Excerpts from a point labeling dataset
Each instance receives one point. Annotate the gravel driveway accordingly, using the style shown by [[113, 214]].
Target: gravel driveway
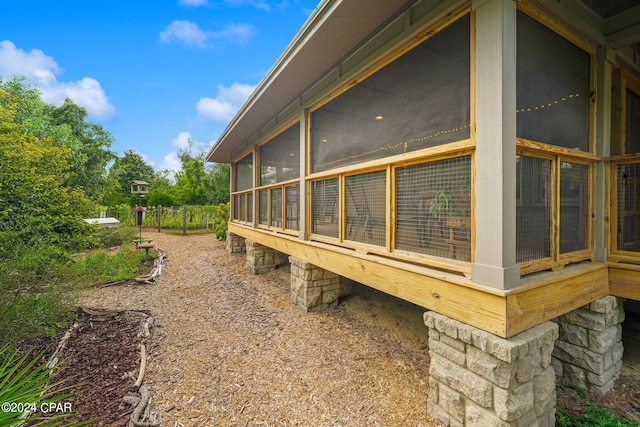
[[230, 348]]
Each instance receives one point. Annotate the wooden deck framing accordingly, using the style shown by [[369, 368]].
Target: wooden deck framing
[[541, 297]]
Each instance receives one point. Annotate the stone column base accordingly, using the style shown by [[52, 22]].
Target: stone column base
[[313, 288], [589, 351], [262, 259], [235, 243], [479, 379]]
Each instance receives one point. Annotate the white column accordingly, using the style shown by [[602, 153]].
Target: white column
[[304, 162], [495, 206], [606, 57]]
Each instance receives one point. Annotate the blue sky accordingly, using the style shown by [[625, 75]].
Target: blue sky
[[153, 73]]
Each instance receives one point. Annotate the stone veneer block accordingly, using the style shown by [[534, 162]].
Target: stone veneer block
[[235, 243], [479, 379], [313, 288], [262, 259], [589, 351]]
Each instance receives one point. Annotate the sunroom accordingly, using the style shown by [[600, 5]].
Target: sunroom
==
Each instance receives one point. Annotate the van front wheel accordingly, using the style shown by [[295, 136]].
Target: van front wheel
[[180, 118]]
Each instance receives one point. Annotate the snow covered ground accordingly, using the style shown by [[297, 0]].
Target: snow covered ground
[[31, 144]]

▸ **WHAT NEEDS TO BE DONE**:
Copy out the material word for word, from the line containing "Each instance receives one point. Annotate the gravel" through the line containing "Target: sunroom", including both of those lines. Leave the pictures out of your copy.

▸ **FINISHED EXERCISE**:
Each instance receives one point. Annotate the gravel driveway accordingly, using the style shown by [[113, 214]].
Target: gravel driveway
[[230, 348]]
Each instance receives one point. Annotate the wooden deck framing accordingly, using the style shown by [[369, 368]].
Target: wooden deck framing
[[541, 297]]
Each instance receives one point. Annotate the stone column base accordingly, using the style shown by [[52, 22]].
Target: stone column base
[[313, 288], [589, 351], [262, 259], [235, 243], [479, 379]]
Each instance receives one point. Annotate the white column accordingly, using the style shown by [[602, 153]].
Target: white column
[[304, 162], [495, 206], [606, 57]]
Each instance receives one point. Annotate the blue sky accordingly, using the style shown by [[625, 75]].
Target: blue sky
[[153, 73]]
Each instance receives one point. Annotate the stone veneer block accordingly, using the style shown by [[534, 162]].
Target: stone veneer block
[[235, 243], [479, 379], [313, 288], [262, 259], [589, 351]]
Each instance receives one point. Annotate the sunroom accordingly, using the style shown by [[600, 5]].
Target: sunroom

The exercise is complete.